▸ WRITTEN EXERCISE:
Identify each line below that contains the word "brown", and copy every such line in full.

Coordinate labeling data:
[Begin]

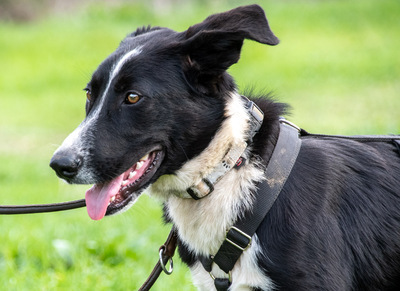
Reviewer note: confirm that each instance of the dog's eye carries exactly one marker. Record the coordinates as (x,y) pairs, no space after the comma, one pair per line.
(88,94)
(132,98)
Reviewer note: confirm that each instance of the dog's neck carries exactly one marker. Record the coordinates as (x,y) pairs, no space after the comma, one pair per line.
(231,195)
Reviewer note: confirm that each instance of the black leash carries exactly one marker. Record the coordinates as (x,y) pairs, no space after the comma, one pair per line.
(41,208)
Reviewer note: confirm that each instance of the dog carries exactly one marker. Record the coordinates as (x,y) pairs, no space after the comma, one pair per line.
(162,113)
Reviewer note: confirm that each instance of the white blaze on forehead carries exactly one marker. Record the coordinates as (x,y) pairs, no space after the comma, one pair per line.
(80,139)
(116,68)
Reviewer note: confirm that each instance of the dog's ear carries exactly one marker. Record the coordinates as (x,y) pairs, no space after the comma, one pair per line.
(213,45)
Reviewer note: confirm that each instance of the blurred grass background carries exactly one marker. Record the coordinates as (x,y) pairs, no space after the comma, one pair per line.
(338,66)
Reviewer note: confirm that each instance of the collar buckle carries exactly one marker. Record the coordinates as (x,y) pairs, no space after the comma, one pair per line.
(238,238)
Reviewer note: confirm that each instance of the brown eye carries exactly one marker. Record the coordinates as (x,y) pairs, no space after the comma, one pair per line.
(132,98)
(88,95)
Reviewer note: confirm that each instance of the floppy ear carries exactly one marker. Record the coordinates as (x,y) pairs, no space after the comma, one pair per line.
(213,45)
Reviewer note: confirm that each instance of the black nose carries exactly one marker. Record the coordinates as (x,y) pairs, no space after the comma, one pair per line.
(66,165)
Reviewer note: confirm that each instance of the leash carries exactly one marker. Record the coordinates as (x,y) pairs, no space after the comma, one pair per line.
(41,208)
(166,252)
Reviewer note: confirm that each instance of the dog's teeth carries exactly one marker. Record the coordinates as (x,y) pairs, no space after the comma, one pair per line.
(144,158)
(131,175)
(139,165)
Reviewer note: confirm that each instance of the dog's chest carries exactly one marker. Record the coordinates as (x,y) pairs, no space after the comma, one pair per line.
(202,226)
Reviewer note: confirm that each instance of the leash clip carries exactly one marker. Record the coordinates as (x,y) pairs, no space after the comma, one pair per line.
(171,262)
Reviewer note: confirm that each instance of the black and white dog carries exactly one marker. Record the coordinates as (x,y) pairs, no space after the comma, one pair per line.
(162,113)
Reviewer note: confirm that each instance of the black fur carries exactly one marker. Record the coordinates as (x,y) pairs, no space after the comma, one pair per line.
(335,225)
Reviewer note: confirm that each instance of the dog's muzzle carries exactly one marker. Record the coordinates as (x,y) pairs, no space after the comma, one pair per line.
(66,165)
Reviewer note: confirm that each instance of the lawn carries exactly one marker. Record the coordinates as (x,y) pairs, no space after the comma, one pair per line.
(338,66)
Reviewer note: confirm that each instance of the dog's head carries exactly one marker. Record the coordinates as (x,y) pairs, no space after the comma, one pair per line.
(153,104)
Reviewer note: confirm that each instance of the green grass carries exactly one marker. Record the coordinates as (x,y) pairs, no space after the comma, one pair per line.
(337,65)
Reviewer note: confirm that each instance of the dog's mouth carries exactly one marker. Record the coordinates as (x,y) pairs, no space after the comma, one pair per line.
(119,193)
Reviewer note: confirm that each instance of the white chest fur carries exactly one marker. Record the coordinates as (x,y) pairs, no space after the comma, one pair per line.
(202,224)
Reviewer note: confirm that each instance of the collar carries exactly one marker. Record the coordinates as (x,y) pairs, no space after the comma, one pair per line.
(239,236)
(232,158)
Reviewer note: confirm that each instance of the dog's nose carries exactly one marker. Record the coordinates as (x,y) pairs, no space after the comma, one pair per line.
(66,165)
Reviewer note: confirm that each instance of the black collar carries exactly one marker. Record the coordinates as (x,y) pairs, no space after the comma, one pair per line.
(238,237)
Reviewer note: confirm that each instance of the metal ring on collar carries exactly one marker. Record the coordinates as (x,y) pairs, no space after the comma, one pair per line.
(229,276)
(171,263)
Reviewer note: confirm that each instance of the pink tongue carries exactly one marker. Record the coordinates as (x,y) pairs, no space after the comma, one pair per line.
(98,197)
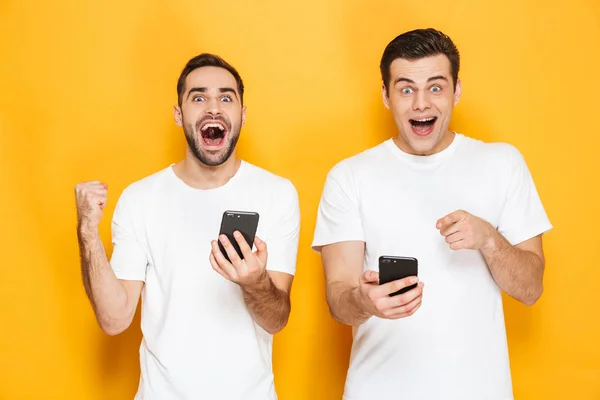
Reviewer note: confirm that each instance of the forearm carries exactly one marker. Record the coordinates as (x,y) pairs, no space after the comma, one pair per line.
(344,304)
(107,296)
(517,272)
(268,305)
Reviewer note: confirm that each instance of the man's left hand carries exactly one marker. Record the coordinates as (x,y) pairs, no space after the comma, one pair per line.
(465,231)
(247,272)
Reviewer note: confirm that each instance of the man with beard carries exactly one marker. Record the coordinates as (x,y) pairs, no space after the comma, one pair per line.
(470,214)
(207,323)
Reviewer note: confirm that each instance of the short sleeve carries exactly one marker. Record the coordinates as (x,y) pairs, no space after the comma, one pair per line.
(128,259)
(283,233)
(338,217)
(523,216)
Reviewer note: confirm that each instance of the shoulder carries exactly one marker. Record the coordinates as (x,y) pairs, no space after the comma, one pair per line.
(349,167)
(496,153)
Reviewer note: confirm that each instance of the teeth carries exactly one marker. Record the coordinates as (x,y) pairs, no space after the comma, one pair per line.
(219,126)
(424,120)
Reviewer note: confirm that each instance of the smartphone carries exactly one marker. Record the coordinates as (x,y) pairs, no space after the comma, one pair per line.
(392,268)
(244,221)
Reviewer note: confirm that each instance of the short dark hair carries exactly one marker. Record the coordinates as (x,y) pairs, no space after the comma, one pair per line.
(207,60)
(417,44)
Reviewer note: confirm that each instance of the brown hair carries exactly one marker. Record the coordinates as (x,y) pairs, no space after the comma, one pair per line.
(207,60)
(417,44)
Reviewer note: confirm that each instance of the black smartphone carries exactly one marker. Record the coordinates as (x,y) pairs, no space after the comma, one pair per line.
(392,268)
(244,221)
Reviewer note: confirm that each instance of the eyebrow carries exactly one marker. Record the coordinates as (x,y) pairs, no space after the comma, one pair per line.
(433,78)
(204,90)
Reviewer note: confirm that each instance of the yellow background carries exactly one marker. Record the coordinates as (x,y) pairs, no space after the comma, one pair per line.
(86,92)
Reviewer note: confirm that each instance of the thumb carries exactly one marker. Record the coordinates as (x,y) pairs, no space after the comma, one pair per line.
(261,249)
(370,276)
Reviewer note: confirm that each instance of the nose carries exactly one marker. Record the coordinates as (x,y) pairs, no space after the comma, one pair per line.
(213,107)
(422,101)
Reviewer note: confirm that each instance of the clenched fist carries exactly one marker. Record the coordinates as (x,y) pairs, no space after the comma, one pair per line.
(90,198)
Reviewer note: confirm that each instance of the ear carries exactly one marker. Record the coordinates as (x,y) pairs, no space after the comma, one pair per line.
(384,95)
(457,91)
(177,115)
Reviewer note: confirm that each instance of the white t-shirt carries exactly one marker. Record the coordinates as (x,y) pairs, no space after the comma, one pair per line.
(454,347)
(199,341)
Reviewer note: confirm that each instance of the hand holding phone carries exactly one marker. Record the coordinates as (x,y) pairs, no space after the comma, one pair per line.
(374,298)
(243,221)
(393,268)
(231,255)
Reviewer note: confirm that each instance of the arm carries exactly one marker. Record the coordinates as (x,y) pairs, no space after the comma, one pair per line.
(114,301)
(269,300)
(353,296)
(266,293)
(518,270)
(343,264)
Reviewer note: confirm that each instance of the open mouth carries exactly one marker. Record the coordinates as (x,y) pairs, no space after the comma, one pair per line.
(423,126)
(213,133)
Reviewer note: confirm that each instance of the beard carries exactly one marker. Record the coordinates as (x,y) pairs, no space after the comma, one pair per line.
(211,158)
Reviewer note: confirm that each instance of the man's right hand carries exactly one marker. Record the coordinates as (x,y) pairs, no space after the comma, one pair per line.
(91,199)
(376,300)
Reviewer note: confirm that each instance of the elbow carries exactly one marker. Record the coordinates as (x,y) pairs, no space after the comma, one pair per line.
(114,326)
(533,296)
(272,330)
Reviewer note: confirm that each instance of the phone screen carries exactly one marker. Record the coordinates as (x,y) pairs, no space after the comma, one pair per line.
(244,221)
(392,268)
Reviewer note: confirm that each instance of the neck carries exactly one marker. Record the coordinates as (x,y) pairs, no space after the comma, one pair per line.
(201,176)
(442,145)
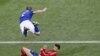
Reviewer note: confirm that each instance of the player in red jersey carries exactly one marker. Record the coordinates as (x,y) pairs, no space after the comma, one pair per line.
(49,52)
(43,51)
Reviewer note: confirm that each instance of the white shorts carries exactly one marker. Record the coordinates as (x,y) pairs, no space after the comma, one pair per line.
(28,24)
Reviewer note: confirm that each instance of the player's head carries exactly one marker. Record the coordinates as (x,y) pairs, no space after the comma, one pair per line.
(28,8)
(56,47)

[End]
[Begin]

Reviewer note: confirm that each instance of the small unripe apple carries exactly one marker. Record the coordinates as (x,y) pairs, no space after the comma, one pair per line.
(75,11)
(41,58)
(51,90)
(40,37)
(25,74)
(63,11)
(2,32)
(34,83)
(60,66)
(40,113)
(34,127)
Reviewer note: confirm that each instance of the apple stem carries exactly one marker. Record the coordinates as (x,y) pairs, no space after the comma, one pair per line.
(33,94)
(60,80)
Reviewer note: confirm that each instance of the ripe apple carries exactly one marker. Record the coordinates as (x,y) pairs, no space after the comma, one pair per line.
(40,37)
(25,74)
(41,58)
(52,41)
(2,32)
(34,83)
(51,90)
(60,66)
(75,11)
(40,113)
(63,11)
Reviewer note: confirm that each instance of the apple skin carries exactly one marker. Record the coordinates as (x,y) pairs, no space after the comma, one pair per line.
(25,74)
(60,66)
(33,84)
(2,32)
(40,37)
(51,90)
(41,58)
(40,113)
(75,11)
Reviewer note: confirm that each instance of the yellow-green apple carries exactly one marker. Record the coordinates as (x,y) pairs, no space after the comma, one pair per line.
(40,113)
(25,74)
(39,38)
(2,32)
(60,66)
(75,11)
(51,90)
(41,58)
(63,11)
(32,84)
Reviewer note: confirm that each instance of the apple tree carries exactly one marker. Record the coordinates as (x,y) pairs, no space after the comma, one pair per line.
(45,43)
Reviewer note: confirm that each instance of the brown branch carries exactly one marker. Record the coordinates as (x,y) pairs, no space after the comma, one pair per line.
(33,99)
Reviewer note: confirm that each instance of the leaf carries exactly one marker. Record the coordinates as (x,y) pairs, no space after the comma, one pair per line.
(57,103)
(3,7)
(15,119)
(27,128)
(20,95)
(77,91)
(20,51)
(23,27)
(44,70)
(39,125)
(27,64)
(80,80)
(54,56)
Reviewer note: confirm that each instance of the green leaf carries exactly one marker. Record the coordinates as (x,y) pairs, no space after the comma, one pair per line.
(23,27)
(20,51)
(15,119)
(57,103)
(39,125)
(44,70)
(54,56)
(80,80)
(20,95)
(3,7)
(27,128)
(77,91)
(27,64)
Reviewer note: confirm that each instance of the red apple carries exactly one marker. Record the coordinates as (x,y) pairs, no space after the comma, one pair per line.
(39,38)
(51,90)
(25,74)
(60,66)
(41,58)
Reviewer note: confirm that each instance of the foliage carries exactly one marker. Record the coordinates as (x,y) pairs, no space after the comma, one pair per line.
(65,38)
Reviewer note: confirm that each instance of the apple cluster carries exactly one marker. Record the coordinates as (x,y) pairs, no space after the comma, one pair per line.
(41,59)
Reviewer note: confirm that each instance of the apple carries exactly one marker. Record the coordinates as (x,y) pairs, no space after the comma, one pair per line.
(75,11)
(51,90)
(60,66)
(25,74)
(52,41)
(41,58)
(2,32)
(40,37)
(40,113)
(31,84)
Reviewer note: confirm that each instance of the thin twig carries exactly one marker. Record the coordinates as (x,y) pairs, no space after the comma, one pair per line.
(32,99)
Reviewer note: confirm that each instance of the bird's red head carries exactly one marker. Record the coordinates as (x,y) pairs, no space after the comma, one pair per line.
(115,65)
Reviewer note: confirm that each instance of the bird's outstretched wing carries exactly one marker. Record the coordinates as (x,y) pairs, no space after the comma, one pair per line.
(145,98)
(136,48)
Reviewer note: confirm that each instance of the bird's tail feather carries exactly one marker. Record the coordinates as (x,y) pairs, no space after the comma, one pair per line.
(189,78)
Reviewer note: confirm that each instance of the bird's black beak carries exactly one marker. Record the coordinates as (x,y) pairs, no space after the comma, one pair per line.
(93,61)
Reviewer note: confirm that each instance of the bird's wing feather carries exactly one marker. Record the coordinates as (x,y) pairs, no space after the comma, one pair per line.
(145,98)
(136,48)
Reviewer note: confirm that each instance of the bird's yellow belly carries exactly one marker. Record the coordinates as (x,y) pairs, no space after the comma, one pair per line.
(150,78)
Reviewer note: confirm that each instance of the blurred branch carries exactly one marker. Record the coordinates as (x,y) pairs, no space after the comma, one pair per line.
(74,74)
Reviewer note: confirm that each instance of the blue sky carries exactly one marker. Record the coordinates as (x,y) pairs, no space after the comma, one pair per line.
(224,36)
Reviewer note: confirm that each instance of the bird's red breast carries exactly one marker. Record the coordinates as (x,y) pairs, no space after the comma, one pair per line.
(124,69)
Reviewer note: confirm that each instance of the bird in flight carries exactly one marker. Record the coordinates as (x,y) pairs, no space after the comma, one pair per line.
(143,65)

[End]

▸ IN RESPONSE:
Reviewer note: confirm that each instance of the brown eye carries exactly one marker. Record the coordinates as (x,y) pairs, no space after the comma, one pair per line.
Reviewer note: confirm that each instance of the brown hair carries exactly one marker. Record the coordinates as (x,y) pairs, no space after the comma, one pair per line.
Reviewer note: confirm that each instance of the brown branch carries exactly one marker. Record the coordinates as (x,y) pairs, no space after the comma, one pair per line.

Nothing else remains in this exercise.